* What is needed:
Within the data, how many lines hold the word "wall"? Answer with nothing but the number.

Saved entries
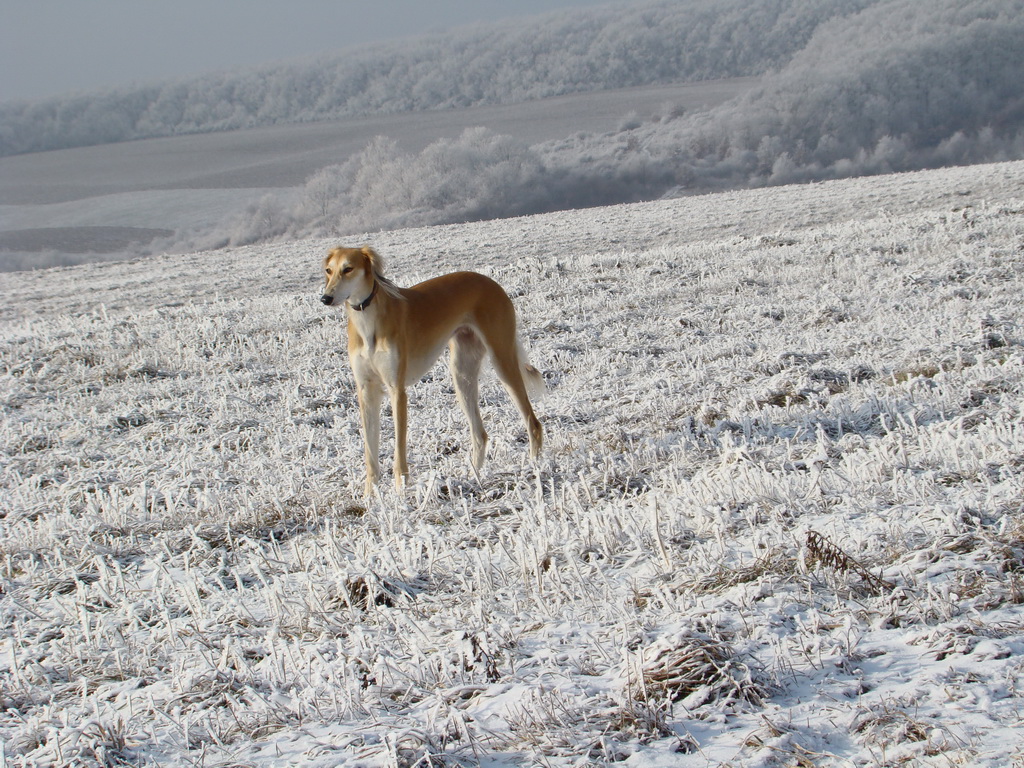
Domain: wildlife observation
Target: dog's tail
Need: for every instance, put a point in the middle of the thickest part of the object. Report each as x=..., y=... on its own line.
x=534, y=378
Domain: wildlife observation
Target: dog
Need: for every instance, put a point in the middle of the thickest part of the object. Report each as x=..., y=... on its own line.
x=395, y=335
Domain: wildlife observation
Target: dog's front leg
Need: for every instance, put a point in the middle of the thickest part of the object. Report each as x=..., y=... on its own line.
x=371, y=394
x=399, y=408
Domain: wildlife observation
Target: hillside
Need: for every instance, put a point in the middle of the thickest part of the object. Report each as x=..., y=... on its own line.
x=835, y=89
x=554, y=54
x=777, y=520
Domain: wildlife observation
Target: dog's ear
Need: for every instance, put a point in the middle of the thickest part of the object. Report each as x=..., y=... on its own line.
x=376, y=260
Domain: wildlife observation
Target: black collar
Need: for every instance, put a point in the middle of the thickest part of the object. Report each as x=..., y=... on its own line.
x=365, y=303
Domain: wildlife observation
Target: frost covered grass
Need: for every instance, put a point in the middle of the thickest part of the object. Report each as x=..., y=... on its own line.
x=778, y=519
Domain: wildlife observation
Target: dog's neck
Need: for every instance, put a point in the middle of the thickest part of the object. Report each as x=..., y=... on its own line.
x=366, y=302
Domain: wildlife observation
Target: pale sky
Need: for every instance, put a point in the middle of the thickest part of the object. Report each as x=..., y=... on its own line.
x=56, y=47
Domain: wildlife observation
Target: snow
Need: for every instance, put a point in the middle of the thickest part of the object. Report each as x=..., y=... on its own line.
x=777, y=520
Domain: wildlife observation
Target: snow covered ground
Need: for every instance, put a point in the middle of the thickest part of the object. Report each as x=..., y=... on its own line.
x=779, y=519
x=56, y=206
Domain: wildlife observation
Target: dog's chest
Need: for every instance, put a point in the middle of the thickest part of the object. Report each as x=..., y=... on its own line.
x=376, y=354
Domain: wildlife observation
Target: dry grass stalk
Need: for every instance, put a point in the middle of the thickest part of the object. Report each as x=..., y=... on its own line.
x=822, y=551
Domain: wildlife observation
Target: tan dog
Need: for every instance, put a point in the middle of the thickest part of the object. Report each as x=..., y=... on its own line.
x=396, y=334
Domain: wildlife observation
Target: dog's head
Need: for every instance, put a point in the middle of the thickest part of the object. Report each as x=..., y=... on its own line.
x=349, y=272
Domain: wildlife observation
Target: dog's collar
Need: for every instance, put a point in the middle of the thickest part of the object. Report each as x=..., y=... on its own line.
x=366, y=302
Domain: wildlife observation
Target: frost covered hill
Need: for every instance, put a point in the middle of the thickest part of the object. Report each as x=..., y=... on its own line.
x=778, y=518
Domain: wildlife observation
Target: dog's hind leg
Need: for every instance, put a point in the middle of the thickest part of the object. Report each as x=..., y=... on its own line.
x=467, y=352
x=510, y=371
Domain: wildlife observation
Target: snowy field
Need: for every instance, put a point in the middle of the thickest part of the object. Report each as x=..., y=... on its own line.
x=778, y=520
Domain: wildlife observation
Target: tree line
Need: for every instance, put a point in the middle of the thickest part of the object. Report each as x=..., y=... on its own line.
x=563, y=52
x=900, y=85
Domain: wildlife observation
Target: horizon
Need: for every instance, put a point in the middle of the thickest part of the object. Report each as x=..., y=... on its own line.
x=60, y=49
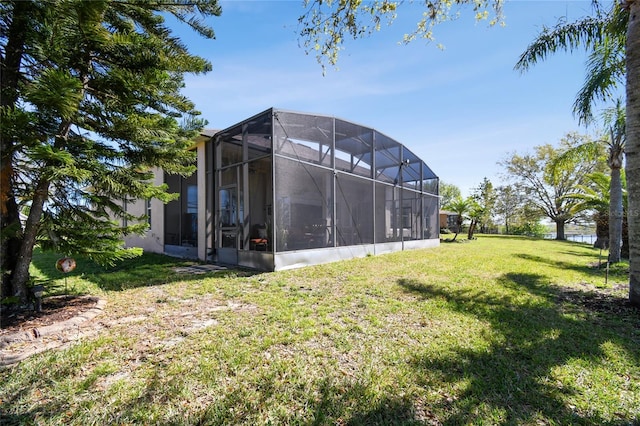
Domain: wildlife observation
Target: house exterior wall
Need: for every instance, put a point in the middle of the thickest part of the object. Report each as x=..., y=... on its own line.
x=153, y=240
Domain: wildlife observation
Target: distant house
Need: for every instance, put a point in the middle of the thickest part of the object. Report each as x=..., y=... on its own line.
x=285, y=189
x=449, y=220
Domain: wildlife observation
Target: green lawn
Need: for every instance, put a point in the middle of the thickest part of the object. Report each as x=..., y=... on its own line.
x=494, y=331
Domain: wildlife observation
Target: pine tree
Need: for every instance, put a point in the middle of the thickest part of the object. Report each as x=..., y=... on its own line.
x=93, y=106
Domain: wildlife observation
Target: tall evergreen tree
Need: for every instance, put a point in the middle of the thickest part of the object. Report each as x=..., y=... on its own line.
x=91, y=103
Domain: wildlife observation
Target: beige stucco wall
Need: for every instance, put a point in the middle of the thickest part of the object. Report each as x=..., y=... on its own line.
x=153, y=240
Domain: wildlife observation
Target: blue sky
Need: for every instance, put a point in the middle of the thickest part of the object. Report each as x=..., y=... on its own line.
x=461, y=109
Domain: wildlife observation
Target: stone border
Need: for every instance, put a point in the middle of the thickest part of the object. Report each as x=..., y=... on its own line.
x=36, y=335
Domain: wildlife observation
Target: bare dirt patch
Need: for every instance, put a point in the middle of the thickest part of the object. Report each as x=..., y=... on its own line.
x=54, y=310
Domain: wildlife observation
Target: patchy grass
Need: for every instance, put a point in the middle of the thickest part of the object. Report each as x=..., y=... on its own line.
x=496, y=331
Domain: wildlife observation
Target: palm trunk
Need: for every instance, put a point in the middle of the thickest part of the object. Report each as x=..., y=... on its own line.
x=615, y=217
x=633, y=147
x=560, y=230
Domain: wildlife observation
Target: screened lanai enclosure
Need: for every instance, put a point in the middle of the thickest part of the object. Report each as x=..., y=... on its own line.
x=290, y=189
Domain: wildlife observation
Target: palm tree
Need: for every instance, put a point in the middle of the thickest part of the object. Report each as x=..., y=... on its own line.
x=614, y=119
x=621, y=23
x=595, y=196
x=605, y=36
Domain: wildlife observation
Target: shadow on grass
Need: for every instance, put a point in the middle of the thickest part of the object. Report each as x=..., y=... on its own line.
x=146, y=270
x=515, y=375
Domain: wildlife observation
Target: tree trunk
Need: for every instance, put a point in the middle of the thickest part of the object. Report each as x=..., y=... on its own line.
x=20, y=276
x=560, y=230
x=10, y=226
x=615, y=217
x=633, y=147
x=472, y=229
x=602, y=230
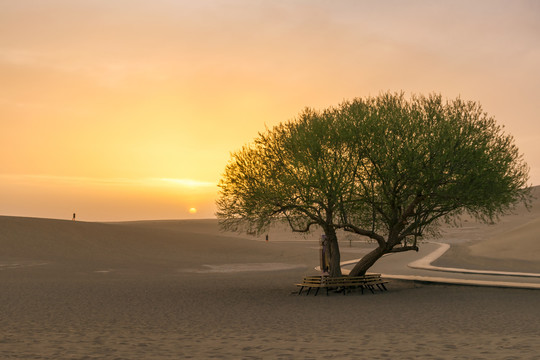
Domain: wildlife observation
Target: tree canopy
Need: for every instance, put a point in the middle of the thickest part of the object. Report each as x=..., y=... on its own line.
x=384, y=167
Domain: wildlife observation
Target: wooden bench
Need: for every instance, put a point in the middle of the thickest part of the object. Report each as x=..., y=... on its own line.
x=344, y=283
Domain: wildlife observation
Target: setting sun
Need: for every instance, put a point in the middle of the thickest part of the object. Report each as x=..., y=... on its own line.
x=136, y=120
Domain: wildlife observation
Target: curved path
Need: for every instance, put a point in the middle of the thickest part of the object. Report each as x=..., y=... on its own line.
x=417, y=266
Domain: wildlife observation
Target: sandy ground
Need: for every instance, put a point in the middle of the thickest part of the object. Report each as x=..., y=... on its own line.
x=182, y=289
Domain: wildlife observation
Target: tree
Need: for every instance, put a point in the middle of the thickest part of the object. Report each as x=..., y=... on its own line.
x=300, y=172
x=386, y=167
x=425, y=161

* Problem solution:
2